▸ JOB
Pick out every row below that contains the word "pavement", and copy each of those rows in full.

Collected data

· · ·

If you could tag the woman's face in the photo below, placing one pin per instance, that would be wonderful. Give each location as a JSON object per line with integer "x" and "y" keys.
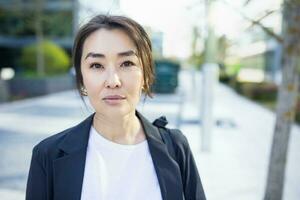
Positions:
{"x": 112, "y": 72}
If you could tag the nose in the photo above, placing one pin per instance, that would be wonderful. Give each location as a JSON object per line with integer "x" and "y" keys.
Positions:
{"x": 112, "y": 79}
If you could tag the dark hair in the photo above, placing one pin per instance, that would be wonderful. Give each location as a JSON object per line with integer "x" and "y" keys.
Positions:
{"x": 134, "y": 30}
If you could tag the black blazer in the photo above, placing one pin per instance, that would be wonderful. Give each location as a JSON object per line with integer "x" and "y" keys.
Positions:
{"x": 57, "y": 165}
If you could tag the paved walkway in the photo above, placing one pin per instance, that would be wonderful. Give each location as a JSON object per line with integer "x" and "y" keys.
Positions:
{"x": 234, "y": 169}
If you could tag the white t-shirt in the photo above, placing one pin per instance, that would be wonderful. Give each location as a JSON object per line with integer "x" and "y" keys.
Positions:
{"x": 118, "y": 172}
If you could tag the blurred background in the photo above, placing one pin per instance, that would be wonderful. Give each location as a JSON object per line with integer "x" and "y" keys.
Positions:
{"x": 227, "y": 74}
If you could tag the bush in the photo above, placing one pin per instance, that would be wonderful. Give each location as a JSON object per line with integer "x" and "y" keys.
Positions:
{"x": 56, "y": 59}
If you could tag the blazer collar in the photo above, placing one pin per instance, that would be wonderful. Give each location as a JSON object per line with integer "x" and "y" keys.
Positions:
{"x": 69, "y": 169}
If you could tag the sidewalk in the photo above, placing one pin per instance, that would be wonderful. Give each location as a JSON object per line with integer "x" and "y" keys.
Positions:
{"x": 234, "y": 169}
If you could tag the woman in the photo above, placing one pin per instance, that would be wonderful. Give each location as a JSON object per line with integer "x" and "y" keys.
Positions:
{"x": 116, "y": 153}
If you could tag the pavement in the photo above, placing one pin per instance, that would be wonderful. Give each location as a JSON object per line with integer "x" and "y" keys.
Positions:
{"x": 235, "y": 168}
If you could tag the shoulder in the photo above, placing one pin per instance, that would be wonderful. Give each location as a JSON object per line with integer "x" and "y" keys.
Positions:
{"x": 178, "y": 138}
{"x": 50, "y": 145}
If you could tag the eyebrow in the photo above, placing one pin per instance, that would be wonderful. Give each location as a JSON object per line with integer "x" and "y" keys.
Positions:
{"x": 121, "y": 54}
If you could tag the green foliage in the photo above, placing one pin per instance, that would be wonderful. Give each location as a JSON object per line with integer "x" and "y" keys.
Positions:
{"x": 56, "y": 59}
{"x": 196, "y": 60}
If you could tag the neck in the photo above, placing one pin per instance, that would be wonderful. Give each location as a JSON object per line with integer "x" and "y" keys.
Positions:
{"x": 120, "y": 129}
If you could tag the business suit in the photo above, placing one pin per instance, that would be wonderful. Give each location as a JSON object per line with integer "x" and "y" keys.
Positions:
{"x": 57, "y": 165}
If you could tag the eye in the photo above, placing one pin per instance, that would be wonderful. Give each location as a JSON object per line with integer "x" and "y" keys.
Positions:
{"x": 96, "y": 65}
{"x": 127, "y": 64}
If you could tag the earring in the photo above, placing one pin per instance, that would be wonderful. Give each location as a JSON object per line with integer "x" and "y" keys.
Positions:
{"x": 83, "y": 91}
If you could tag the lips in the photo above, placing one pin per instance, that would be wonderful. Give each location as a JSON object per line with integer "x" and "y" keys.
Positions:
{"x": 113, "y": 97}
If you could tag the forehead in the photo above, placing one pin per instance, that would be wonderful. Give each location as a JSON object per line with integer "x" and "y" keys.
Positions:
{"x": 108, "y": 42}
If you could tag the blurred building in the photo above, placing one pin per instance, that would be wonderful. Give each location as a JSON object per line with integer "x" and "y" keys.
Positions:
{"x": 258, "y": 52}
{"x": 18, "y": 25}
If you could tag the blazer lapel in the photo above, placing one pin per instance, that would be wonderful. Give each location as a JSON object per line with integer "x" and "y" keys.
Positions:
{"x": 167, "y": 170}
{"x": 69, "y": 169}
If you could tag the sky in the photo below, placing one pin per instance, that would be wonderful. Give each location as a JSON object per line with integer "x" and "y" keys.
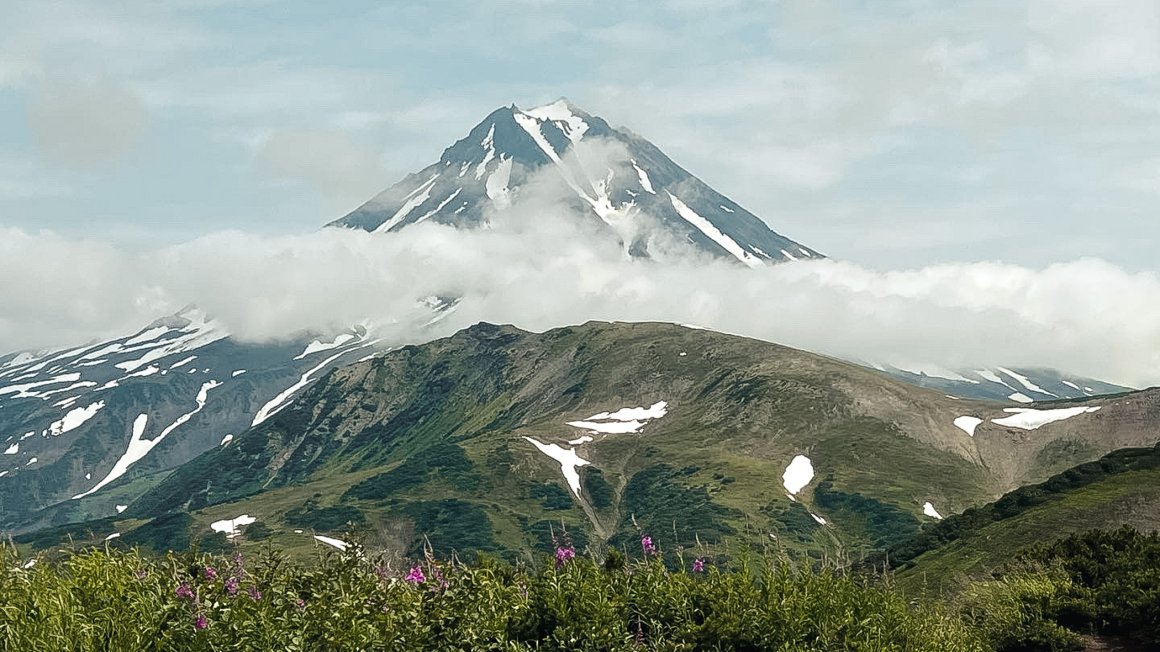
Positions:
{"x": 943, "y": 152}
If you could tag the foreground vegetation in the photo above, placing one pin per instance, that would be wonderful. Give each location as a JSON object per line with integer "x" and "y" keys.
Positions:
{"x": 113, "y": 600}
{"x": 106, "y": 599}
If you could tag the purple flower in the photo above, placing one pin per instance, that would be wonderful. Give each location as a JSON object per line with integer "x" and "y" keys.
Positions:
{"x": 415, "y": 576}
{"x": 564, "y": 555}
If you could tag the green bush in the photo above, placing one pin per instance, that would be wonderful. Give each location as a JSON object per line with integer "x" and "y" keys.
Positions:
{"x": 109, "y": 600}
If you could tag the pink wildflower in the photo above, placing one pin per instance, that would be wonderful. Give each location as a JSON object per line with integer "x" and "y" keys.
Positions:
{"x": 564, "y": 555}
{"x": 415, "y": 576}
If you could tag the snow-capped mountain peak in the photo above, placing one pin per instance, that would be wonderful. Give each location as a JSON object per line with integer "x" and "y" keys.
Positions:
{"x": 629, "y": 185}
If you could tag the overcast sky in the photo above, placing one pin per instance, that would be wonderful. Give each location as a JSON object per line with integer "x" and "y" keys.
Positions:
{"x": 887, "y": 133}
{"x": 985, "y": 173}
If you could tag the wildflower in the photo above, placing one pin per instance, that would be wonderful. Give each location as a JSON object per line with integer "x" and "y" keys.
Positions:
{"x": 415, "y": 576}
{"x": 564, "y": 555}
{"x": 437, "y": 576}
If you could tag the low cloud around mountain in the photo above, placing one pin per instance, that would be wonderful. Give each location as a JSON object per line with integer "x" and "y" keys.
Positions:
{"x": 542, "y": 267}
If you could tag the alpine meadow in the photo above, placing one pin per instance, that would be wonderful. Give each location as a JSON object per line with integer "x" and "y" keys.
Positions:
{"x": 796, "y": 325}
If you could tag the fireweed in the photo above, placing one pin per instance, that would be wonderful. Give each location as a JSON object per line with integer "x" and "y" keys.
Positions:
{"x": 101, "y": 600}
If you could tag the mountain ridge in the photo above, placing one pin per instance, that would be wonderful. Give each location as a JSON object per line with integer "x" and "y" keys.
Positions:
{"x": 481, "y": 174}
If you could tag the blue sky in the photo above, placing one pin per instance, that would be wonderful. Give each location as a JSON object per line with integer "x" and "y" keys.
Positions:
{"x": 889, "y": 133}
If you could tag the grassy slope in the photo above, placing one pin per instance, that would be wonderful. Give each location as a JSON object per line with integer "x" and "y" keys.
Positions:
{"x": 739, "y": 411}
{"x": 1122, "y": 489}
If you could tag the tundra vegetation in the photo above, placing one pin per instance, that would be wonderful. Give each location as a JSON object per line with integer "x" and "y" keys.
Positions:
{"x": 638, "y": 598}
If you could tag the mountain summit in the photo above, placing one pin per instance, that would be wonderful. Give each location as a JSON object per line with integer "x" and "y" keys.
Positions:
{"x": 485, "y": 172}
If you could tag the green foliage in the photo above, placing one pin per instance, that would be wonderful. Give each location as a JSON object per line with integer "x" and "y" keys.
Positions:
{"x": 600, "y": 493}
{"x": 552, "y": 497}
{"x": 551, "y": 534}
{"x": 884, "y": 523}
{"x": 1017, "y": 614}
{"x": 1117, "y": 579}
{"x": 450, "y": 526}
{"x": 659, "y": 501}
{"x": 334, "y": 518}
{"x": 1023, "y": 499}
{"x": 109, "y": 600}
{"x": 443, "y": 457}
{"x": 792, "y": 520}
{"x": 168, "y": 531}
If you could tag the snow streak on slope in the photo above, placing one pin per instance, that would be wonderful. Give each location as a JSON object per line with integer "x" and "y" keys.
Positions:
{"x": 624, "y": 420}
{"x": 139, "y": 447}
{"x": 713, "y": 233}
{"x": 283, "y": 399}
{"x": 968, "y": 424}
{"x": 568, "y": 462}
{"x": 1028, "y": 419}
{"x": 797, "y": 475}
{"x": 74, "y": 419}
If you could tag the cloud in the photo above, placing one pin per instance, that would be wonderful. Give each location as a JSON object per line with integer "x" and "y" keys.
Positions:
{"x": 539, "y": 268}
{"x": 86, "y": 124}
{"x": 327, "y": 161}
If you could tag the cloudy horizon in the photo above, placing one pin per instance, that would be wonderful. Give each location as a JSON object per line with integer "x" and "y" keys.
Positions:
{"x": 981, "y": 174}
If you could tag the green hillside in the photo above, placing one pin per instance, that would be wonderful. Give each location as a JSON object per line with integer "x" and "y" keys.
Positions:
{"x": 441, "y": 443}
{"x": 1122, "y": 489}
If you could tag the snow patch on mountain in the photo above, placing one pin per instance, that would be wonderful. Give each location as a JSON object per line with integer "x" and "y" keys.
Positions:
{"x": 928, "y": 509}
{"x": 968, "y": 424}
{"x": 1029, "y": 419}
{"x": 570, "y": 462}
{"x": 74, "y": 419}
{"x": 797, "y": 475}
{"x": 232, "y": 527}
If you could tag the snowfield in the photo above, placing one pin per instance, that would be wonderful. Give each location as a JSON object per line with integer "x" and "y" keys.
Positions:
{"x": 797, "y": 475}
{"x": 1029, "y": 419}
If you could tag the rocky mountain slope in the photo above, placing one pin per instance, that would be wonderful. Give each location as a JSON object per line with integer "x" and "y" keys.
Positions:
{"x": 86, "y": 430}
{"x": 1001, "y": 383}
{"x": 495, "y": 437}
{"x": 617, "y": 178}
{"x": 1121, "y": 489}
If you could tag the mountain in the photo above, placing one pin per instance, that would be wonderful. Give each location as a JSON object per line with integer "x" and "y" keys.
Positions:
{"x": 1121, "y": 489}
{"x": 494, "y": 437}
{"x": 1002, "y": 383}
{"x": 637, "y": 192}
{"x": 88, "y": 429}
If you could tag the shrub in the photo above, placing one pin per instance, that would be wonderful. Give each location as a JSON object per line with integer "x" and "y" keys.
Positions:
{"x": 110, "y": 600}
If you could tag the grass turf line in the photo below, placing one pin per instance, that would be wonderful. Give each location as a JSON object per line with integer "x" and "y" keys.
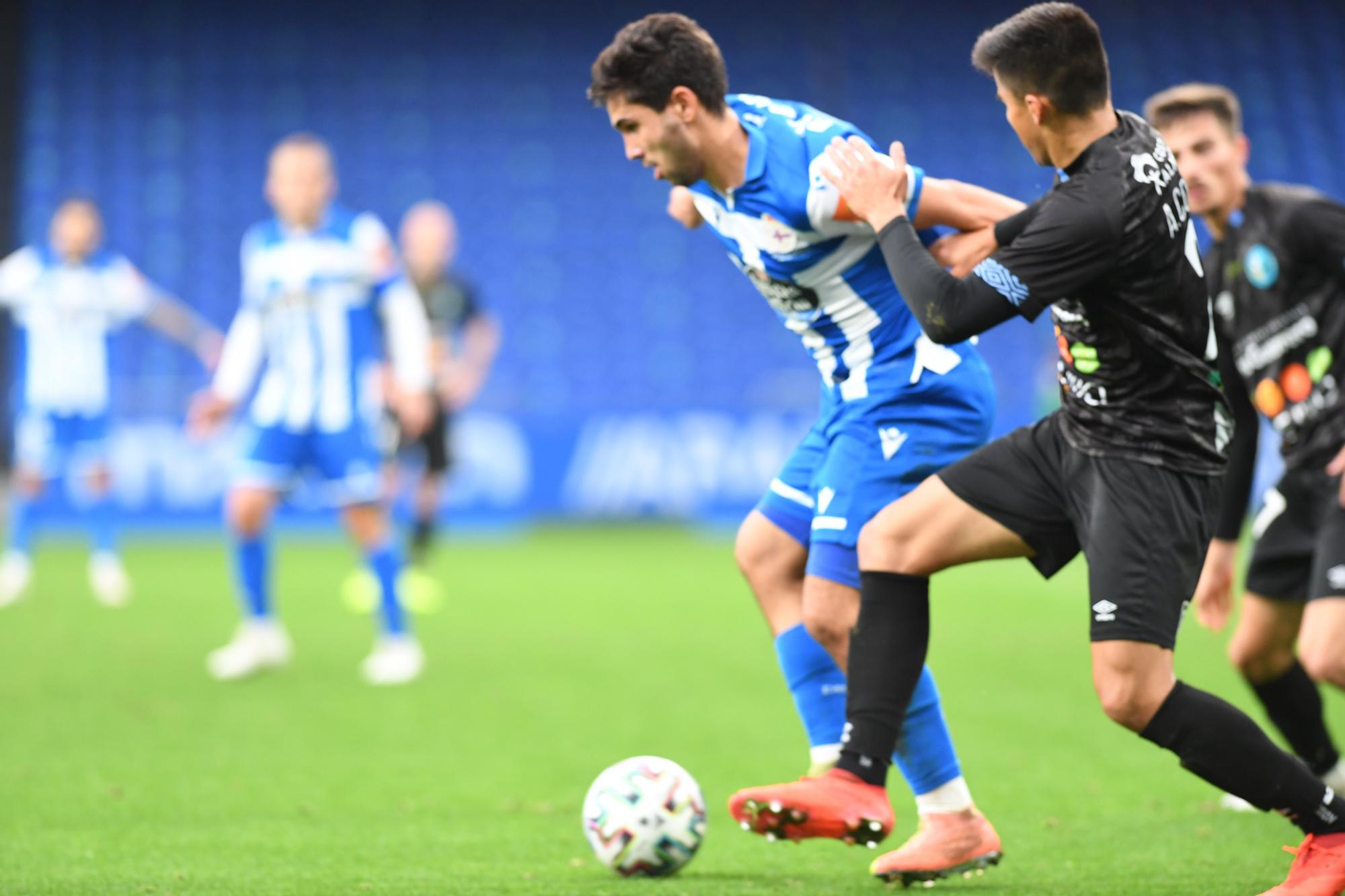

· · ·

▸ SOLVED EXERCISE
If you could tag the pavement in the photo above, placing one pin per instance, that would be wonderful. Give each location as a JSON object per line with integer "x" and "y" keys.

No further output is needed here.